EXTRACT TO READ –
-- begin --

There are two places in the construction where extra bend-vertices may be required. First in \cref{lem:2-leg-parallel-value}, where the condition for a~$\node{P}$-node forming an orthogonal representation may not be met (see \cref{fig:2-leg-bendmin-example}), and second in \cref{thm:2-legged-f0-always-upwards}, where the central face is formed and a condition ensures that created essential cycles are valid.

Regarding \cref{thm:2-legged-f0-always-upwards}, \cref{fig:2-leg-bendmin-example-fc} shows an example of a graph not fulfilling the condition of the lemma and how the addition of a bend-vertex makes the graph admit a valid ortho-radial representation. The following lemma states that in this case a single bend-vertex is always enough so that the node admits a valid ortho-radial representation. 

\begin{figure}
  \centering\includegraphics{figures/bendmin-example-fc.pdf}
  \caption{On the left, a 2-legged SP-graph where the conditions in \cref{thm:2-legged-f0-always-upwards} are not fulfilled. When adding the blue bend-vertex to the red edge, the graph admits the valid ortho-radial representation shown on the right.}\label{fig:2-leg-bendmin-example-fc}
\end{figure}

\begin{lemma}\label{lem:2-leg-bendmin-para-fc}
  Let~$\phi$ be a~$\node{P}$-node at which the face~$f_c$ should be created and where its children~$\phi_1$ and~$\phi_2$ both are rectilinear-plane. If all the conditions in \cref{thm:2-legged-f0-always-upwards} do not hold and therefore no valid ortho-radial representation exists, the addition of a single bend-vertex is enough so that~$\phi$ admits a valid ortho-radial representation.
\end{lemma}
\begin{proof}
  Let~$G_1$ and~$G_2$ be the induced subgraphs of~$\phi_1$ and $\phi_2$, respectively. Due to the conditions in \cref{thm:2-legged-f0-always-upwards} not being met, we know that one subgraph has the step values~$\mstructureSteps{a}=[0,0,1]$ and the other subgraph has the values~$\mstructureSteps{b}=[x,y,0],\ x,y\in \mn$. Without loss of generality, let~$a=1$ and~$b=2$. As~$\phi$ admits no valid ortho-radial representation, we also know with \cref{eq:2-legged-f0-always-upwards__bend_limitations^z} that~$b_1^l=0$. The addition of a bend-vertex at one of the legs of~$\phi_1$ increases~$b_1^l$ to~$1$. This is enough to fulfill the condition~$b_1^l \geq 0 \land s_2^r>0$ in \cref{eq:2-legged-f0-always-upwards__bend_limitations^z} and the existence of a valid ortho-radial representation follows.

-- end --

Records of point annotations:
-- begin --

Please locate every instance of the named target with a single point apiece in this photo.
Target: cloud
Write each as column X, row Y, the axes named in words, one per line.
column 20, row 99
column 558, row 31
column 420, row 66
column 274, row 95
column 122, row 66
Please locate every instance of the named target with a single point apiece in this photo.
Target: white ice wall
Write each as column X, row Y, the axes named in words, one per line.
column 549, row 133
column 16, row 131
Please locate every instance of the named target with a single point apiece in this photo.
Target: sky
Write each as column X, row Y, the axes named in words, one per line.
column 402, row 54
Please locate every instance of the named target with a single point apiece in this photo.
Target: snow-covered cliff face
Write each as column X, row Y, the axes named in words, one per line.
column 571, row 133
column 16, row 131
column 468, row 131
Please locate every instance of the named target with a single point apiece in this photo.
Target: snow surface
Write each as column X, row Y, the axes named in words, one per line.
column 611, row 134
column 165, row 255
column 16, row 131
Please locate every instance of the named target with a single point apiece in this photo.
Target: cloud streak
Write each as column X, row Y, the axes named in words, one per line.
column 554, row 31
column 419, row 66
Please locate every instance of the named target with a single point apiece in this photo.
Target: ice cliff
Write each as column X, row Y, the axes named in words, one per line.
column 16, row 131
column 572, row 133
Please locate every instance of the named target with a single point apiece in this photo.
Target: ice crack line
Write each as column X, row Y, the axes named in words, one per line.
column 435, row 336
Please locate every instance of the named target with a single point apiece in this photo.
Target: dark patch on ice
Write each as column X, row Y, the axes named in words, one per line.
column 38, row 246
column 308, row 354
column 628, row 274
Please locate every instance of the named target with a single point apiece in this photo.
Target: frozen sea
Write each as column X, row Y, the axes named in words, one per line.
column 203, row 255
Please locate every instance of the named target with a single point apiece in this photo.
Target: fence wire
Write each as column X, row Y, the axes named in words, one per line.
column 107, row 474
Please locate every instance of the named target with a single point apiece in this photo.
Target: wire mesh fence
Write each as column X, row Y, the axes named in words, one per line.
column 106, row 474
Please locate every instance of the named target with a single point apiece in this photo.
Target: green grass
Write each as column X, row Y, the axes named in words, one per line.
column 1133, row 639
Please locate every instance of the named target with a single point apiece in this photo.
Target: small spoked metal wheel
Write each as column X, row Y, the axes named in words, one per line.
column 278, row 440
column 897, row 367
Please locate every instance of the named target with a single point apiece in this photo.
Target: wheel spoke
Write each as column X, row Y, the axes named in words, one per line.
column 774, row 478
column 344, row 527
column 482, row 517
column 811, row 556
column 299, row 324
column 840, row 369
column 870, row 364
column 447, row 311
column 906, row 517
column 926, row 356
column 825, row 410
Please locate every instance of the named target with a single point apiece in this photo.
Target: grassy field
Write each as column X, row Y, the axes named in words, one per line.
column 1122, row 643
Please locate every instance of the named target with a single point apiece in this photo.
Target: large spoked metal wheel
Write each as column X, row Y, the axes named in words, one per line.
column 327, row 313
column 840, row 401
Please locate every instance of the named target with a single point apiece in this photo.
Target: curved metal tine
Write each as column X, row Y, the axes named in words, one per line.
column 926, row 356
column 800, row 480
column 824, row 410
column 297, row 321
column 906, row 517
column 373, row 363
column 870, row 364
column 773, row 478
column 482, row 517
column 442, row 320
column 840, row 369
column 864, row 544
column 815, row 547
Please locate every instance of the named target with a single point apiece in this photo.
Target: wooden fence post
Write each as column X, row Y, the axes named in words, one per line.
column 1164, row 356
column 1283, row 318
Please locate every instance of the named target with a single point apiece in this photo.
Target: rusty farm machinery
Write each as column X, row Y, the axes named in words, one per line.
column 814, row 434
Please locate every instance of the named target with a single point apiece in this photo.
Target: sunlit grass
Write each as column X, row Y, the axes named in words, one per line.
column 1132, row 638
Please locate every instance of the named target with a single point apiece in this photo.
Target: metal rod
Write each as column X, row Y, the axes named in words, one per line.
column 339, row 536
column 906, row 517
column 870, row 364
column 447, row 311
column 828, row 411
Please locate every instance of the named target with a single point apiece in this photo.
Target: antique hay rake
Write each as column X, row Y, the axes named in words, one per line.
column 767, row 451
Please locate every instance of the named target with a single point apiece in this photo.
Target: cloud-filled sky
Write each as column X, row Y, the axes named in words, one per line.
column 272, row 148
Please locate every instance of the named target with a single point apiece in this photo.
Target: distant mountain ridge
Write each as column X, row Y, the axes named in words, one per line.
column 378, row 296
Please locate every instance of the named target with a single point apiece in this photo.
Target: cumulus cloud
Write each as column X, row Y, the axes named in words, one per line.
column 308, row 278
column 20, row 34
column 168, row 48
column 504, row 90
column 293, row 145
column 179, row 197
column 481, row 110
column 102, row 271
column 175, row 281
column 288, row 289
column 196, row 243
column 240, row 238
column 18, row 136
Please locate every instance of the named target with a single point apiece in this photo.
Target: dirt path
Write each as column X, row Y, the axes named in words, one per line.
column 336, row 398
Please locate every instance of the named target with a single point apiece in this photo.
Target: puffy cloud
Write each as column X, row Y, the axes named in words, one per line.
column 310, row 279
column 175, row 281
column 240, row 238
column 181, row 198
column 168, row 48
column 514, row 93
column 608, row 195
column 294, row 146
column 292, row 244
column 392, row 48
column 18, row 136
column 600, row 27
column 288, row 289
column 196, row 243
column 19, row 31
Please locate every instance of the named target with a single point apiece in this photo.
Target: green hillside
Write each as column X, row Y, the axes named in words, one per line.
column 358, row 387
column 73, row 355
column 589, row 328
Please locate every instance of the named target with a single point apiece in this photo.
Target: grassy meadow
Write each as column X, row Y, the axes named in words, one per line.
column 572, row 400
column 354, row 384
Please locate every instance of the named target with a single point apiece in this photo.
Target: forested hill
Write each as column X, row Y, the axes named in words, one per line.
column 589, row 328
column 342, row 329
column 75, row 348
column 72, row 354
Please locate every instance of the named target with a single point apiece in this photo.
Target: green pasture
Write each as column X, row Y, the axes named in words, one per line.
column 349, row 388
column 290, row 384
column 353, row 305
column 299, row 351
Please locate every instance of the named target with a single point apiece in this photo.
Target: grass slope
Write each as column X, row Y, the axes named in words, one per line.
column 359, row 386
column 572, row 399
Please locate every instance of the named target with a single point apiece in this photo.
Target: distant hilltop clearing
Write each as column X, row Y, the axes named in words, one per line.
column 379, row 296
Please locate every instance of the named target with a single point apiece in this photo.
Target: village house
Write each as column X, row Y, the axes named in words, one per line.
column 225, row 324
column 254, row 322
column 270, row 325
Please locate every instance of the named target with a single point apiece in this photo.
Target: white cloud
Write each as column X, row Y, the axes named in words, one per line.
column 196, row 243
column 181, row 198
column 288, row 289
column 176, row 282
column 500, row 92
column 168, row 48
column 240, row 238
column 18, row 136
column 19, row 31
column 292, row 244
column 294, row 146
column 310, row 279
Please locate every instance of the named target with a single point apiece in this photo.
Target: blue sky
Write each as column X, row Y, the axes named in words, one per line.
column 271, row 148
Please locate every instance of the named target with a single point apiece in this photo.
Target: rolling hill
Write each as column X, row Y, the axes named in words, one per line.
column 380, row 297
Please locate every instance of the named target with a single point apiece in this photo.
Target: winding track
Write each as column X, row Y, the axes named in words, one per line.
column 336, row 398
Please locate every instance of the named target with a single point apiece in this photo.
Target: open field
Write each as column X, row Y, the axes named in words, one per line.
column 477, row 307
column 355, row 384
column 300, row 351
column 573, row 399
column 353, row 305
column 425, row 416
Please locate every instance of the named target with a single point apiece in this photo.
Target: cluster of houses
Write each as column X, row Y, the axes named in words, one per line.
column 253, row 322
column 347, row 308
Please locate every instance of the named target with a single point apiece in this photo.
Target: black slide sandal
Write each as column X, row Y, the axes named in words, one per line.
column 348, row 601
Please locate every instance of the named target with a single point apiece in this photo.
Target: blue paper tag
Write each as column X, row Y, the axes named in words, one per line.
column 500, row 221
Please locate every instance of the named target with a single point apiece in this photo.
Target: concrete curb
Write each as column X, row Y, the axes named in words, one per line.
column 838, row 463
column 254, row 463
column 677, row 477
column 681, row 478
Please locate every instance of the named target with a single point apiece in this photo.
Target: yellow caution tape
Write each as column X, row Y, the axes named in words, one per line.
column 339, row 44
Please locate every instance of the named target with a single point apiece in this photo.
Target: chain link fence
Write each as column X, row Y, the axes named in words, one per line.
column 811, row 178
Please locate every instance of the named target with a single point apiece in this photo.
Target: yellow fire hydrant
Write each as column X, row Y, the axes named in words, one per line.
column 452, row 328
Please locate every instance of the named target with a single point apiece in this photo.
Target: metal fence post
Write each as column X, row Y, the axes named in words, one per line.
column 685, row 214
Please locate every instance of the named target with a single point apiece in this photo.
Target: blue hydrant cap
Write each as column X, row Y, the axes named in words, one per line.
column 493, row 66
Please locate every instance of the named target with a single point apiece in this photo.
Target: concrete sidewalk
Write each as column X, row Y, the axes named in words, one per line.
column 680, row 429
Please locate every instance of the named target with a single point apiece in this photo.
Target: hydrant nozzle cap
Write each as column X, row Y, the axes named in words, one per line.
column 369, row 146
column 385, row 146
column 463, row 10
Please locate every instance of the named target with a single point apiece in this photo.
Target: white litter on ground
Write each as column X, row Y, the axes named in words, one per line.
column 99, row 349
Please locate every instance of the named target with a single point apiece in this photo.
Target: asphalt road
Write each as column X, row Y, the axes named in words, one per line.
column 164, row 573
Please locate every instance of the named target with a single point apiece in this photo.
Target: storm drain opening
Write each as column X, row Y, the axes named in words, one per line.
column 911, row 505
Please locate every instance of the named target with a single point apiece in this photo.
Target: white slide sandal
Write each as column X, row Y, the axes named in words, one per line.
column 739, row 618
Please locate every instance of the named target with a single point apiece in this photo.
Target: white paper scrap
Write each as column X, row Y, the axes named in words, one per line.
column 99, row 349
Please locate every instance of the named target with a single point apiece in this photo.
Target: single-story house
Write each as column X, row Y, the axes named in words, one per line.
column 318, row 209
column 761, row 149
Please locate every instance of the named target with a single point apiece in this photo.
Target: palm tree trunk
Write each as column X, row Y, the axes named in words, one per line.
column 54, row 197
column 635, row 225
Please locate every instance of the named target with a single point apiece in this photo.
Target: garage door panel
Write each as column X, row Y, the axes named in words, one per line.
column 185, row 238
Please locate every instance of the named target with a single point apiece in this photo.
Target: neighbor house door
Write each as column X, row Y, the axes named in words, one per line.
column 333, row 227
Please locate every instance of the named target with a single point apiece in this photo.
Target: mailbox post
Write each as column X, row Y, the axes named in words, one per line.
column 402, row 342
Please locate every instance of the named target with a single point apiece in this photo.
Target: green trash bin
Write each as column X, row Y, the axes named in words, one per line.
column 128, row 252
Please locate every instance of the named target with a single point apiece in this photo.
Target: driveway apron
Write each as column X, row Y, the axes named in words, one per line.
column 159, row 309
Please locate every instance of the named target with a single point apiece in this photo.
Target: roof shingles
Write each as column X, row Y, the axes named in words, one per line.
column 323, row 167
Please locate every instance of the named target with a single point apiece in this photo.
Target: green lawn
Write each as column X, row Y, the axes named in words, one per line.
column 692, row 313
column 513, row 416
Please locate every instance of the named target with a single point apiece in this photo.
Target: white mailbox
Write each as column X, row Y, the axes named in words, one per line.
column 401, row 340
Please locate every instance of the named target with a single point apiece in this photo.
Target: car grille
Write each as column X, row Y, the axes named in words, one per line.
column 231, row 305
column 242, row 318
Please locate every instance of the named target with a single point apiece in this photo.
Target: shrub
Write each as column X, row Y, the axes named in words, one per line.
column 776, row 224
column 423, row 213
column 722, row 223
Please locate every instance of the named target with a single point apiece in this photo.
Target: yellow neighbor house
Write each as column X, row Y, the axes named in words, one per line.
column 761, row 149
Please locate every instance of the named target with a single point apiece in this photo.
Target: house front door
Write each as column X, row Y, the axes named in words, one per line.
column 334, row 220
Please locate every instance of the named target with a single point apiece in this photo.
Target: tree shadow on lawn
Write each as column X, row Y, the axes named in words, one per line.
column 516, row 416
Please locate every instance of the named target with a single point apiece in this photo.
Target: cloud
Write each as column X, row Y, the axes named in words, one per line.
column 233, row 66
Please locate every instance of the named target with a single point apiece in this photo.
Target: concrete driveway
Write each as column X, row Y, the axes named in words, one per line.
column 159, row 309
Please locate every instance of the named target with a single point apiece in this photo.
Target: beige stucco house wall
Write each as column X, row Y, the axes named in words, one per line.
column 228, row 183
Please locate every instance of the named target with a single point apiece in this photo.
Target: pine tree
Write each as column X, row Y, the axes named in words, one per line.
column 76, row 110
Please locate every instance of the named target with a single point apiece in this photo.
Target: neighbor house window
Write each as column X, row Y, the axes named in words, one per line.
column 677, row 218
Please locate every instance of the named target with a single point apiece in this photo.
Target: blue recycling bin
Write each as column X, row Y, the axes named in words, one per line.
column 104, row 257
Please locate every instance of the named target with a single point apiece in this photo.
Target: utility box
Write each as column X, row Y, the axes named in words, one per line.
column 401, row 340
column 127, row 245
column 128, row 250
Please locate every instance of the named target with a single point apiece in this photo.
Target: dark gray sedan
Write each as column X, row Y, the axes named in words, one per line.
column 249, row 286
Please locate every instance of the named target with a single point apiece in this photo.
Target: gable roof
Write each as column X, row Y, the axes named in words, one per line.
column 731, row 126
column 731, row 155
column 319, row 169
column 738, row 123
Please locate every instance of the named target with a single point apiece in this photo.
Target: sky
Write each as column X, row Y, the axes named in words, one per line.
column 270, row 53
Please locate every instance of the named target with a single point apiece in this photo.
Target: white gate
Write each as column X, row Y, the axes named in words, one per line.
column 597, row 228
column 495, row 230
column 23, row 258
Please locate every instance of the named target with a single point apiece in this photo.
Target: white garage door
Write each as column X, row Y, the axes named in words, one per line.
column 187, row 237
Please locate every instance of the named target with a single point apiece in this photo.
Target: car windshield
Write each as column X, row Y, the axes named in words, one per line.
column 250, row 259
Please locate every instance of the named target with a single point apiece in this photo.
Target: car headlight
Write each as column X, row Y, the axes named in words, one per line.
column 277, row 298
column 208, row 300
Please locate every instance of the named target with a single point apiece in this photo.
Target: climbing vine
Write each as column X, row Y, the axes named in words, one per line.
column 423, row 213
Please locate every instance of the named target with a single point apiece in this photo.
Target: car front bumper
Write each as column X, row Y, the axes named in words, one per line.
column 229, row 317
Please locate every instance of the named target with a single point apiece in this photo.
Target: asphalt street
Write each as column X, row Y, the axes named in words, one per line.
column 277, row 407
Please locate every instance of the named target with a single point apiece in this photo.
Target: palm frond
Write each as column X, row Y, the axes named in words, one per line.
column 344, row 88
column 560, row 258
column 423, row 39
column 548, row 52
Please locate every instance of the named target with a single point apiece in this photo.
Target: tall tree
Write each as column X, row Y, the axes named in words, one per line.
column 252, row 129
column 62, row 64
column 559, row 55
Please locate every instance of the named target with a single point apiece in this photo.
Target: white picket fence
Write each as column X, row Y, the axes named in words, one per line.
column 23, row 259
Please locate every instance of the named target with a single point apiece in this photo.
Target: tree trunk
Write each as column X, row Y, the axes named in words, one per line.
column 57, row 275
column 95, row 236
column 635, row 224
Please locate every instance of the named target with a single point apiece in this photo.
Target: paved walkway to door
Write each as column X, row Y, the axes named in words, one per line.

-- end --

EXERCISE TASKS –
A – Return the part of the excerpt on ortho-radial representations starting with "There are two" and going on through "node admits a valid ortho-radial representation.", copied word for word.
B – Edit the records from their start through the line that contains "column 122, row 66", replacing "named target" with "specified target" and keeping everything else the same. Return only those lines.
The records are unrelated to the excerpt on ortho-radial representations.

CORRECT ANSWERS –
A –
There are two places in the construction where extra bend-vertices may be required. First in \cref{lem:2-leg-parallel-value}, where the condition for a~$\node{P}$-node forming an orthogonal representation may not be met (see \cref{fig:2-leg-bendmin-example}), and second in \cref{thm:2-legged-f0-always-upwards}, where the central face is formed and a condition ensures that created essential cycles are valid.

Regarding \cref{thm:2-legged-f0-always-upwards}, \cref{fig:2-leg-bendmin-example-fc} shows an example of a graph not fulfilling the condition of the lemma and how the addition of a bend-vertex makes the graph admit a valid ortho-radial representation. The following lemma states that in this case a single bend-vertex is always enough so that the node admits a valid ortho-radial representation.

B –
Please locate every instance of the specified target with a single point apiece in this photo.
Target: cloud
Write each as column X, row Y, the axes named in words, one per line.
column 20, row 99
column 558, row 31
column 420, row 66
column 274, row 95
column 122, row 66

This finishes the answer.